Ulangi tanpa perubahan baris-baris data di bawah, dari baris yang memuat "Should you be willing to segment every instance of the row" sampai baris yang memuat "400L199 399L197 397L171", termasuk kedua baris itu dan tidak ada baris lain.

-------------------------

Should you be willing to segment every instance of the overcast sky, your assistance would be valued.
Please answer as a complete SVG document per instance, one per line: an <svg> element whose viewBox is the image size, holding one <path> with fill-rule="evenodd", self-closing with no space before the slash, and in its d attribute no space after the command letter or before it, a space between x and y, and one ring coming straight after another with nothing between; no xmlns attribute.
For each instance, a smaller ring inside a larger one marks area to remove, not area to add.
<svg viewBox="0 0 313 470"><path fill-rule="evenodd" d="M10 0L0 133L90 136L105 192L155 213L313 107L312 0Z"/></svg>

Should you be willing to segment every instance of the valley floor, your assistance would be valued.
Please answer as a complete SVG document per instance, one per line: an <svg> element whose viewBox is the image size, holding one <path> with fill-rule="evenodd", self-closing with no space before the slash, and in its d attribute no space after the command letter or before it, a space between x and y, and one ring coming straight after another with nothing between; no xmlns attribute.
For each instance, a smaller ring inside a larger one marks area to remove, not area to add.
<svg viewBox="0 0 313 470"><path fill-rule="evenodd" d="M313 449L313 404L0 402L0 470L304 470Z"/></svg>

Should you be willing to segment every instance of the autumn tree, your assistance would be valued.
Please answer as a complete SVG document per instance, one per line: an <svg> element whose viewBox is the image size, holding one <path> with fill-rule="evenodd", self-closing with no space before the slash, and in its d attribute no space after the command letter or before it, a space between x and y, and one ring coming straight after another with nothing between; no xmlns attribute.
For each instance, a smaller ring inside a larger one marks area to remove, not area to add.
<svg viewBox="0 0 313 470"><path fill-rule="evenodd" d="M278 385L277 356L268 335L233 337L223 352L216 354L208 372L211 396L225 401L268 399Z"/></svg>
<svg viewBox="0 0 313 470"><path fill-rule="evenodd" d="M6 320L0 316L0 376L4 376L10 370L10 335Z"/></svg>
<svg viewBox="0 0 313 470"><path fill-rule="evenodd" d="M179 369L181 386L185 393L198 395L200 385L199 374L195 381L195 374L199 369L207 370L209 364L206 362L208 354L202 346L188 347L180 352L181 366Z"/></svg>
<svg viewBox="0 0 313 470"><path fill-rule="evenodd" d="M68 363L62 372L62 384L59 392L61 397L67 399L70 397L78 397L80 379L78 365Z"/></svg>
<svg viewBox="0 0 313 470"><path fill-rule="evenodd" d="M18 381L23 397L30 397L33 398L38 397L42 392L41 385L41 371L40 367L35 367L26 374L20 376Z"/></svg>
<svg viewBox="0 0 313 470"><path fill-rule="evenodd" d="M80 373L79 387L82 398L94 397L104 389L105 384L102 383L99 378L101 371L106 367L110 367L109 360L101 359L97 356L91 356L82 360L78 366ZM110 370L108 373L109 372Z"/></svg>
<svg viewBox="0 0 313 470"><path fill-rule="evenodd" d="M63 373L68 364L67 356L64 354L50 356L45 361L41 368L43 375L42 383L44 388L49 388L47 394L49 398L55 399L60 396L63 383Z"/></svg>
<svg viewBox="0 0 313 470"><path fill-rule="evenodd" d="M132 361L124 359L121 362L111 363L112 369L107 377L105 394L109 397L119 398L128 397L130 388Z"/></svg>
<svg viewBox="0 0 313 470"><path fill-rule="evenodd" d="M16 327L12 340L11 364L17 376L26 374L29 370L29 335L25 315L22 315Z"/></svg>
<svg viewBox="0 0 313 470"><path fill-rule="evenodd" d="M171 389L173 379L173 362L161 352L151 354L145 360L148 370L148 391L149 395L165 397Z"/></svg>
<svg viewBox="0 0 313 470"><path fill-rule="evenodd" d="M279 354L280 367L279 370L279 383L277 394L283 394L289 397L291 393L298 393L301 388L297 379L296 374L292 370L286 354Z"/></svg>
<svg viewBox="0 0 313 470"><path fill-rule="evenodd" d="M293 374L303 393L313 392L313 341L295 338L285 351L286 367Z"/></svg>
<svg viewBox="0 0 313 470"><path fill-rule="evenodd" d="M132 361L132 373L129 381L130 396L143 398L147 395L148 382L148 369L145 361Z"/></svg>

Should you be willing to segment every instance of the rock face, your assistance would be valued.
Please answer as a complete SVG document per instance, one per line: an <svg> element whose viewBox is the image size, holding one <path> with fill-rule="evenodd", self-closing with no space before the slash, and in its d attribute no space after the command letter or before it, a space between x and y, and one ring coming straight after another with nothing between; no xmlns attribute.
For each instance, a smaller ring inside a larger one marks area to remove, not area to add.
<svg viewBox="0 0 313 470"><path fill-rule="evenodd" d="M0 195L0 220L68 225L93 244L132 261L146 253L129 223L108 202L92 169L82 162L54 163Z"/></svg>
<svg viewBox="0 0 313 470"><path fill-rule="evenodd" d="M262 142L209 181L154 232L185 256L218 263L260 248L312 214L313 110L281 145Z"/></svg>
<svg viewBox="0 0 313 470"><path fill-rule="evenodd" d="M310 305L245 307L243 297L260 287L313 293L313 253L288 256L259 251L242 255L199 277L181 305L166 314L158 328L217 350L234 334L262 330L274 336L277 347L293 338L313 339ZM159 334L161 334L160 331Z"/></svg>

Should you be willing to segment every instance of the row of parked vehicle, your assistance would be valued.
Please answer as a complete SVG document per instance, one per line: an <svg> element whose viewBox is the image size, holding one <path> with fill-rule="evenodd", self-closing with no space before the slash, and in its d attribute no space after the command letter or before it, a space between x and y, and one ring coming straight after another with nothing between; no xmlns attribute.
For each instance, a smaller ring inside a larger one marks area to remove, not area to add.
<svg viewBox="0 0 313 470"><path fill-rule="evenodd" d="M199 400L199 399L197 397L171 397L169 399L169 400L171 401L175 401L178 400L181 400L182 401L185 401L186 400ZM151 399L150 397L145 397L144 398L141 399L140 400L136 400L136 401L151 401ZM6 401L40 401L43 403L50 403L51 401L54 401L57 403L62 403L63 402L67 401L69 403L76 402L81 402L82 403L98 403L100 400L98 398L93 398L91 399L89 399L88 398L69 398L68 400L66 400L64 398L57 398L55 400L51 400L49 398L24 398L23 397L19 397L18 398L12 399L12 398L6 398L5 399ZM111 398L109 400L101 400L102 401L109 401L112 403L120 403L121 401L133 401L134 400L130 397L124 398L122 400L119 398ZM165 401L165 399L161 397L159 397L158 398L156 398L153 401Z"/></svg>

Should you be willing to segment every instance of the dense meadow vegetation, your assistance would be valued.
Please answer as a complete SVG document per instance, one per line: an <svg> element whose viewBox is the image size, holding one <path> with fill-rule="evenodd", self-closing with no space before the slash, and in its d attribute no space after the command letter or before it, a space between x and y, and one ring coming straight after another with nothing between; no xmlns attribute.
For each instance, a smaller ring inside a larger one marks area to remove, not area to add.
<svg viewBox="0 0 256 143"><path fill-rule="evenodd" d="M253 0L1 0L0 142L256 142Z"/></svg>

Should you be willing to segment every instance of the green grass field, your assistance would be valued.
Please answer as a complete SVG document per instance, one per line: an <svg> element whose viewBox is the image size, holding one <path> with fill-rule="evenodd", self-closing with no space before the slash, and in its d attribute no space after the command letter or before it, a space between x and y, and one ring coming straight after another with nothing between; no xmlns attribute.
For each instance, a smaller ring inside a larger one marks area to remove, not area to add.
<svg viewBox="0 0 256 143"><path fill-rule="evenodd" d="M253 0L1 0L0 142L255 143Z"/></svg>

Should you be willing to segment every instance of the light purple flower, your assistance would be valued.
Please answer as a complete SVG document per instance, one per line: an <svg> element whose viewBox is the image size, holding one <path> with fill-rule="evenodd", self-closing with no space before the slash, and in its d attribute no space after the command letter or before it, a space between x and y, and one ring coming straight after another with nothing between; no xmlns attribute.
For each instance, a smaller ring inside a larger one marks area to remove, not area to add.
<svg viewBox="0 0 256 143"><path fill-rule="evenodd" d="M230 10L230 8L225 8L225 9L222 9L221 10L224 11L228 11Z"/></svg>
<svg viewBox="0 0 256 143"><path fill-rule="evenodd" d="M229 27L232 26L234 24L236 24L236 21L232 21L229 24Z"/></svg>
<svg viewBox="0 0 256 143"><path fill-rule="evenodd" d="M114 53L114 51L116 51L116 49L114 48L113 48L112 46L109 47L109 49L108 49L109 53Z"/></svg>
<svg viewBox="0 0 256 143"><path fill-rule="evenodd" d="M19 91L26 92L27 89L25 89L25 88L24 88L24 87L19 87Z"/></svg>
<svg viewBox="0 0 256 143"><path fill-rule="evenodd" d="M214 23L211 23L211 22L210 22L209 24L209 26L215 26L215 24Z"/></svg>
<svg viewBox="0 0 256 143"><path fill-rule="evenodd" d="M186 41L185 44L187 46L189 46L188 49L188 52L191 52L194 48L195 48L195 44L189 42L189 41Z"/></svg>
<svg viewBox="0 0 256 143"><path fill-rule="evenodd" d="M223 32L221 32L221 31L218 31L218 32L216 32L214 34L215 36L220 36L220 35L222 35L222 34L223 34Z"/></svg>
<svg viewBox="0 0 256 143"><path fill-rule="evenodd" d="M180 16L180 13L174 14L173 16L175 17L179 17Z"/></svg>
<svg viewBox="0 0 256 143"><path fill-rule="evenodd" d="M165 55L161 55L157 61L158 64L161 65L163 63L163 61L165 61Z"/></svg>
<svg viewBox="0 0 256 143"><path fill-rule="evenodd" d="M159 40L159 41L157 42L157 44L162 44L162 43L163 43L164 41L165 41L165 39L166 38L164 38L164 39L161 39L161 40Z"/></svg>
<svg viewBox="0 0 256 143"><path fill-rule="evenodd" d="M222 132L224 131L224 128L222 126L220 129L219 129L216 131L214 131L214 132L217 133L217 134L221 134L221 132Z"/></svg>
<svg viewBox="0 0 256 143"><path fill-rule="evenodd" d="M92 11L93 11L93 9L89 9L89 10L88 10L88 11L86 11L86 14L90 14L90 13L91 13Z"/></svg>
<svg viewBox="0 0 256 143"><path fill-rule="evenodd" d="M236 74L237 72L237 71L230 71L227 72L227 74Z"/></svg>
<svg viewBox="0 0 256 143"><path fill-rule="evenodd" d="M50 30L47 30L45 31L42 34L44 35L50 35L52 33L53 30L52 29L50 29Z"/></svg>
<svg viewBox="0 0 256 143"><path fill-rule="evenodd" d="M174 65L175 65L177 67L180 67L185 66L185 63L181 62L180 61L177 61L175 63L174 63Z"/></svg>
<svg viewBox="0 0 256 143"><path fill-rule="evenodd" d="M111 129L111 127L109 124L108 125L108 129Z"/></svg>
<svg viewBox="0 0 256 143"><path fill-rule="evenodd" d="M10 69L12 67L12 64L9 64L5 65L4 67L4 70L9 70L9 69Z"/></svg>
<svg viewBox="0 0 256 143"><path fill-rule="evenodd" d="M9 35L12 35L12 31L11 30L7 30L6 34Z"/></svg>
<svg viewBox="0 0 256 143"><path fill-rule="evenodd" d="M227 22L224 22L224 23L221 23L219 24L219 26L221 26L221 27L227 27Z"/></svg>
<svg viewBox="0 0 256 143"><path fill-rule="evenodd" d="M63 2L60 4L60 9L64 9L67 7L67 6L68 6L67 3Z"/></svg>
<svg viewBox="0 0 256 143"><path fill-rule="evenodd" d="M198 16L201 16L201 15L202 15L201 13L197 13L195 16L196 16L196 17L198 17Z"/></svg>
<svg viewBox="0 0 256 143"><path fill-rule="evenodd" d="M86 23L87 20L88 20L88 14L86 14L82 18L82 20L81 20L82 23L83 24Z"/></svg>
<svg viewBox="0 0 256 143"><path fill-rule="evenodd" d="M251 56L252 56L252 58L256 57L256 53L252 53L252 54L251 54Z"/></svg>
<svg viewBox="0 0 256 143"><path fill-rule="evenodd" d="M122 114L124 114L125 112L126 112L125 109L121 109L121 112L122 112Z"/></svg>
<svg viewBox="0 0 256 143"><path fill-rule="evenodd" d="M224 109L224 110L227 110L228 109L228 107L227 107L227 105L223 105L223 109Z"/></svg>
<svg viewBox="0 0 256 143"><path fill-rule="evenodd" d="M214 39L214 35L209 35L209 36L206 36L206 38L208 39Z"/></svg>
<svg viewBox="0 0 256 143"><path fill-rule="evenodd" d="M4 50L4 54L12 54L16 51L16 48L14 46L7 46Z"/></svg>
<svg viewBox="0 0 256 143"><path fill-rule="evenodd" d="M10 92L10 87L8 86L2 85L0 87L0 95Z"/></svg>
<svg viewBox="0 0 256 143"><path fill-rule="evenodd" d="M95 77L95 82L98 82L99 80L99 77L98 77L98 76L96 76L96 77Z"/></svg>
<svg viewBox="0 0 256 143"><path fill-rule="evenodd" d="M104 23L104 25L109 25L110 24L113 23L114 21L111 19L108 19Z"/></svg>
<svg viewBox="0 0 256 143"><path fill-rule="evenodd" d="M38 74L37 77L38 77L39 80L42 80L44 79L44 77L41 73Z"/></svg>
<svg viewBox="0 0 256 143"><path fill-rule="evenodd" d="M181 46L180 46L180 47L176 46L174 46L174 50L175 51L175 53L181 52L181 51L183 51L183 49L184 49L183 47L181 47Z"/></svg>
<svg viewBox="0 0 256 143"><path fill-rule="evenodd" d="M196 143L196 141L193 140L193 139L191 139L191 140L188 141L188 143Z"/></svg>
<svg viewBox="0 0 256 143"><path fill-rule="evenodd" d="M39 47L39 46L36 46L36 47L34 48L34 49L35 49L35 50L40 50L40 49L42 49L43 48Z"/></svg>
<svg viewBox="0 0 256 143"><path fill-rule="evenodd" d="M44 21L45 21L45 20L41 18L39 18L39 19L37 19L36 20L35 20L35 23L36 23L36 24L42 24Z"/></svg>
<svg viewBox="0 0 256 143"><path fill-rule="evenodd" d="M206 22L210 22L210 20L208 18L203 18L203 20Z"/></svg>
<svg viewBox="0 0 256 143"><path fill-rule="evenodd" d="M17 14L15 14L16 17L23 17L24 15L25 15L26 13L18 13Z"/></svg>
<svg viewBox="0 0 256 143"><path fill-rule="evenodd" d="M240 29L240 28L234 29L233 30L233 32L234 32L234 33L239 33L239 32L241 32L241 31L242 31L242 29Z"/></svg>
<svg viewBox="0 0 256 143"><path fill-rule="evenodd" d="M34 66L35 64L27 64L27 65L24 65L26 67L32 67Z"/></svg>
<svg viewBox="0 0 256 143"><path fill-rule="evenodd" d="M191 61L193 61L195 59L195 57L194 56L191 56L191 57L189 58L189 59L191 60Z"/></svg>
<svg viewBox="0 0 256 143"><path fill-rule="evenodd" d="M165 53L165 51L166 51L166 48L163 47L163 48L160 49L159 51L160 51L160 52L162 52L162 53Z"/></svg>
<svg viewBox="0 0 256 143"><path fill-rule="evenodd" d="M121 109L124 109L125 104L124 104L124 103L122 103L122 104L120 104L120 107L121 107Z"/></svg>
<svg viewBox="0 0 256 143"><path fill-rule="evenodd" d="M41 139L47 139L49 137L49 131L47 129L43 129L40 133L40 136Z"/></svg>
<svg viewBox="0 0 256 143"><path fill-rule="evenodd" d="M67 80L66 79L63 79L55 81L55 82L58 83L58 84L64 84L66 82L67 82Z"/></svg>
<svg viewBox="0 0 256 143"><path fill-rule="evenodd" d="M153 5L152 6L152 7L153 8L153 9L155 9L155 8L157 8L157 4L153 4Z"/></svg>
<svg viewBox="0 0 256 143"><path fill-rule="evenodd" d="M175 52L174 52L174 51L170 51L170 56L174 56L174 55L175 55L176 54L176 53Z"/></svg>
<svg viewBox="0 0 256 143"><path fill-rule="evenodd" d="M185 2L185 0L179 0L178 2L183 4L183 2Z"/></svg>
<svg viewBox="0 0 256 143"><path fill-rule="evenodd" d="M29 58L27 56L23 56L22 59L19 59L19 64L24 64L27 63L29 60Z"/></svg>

-------------------------

_JAWABAN TUGAS_
Should you be willing to segment every instance of the row of parked vehicle, your assistance would be valued.
Please answer as a complete SVG document per instance, one per line: an <svg> element whose viewBox is the image size, holding one <path> with fill-rule="evenodd", self-closing with no space before the slash, and in its d attribute no space after the command letter or before it, a space between x and y, and one ring coming straight after another with nothing between; no xmlns attribute.
For each instance, a smaller ring inside a larger one marks area to remove, not area to add.
<svg viewBox="0 0 313 470"><path fill-rule="evenodd" d="M199 400L199 399L197 397L171 397L169 399L169 400L171 401L175 401L178 400L181 400L182 401L185 401L186 400ZM151 399L150 397L145 397L144 398L141 399L140 400L136 400L136 401L151 401ZM6 401L40 401L43 403L50 403L51 401L54 401L57 403L62 403L63 402L67 401L69 403L76 402L81 402L82 403L98 403L100 400L98 398L93 398L91 399L89 399L88 398L69 398L68 400L66 400L64 398L57 398L55 400L51 400L49 398L24 398L23 397L19 397L18 398L12 399L12 398L6 398L5 399ZM111 398L109 400L101 400L102 401L109 401L112 403L120 403L121 401L133 401L134 400L130 397L124 398L122 400L119 398ZM165 401L165 399L161 397L159 397L158 398L156 398L153 401Z"/></svg>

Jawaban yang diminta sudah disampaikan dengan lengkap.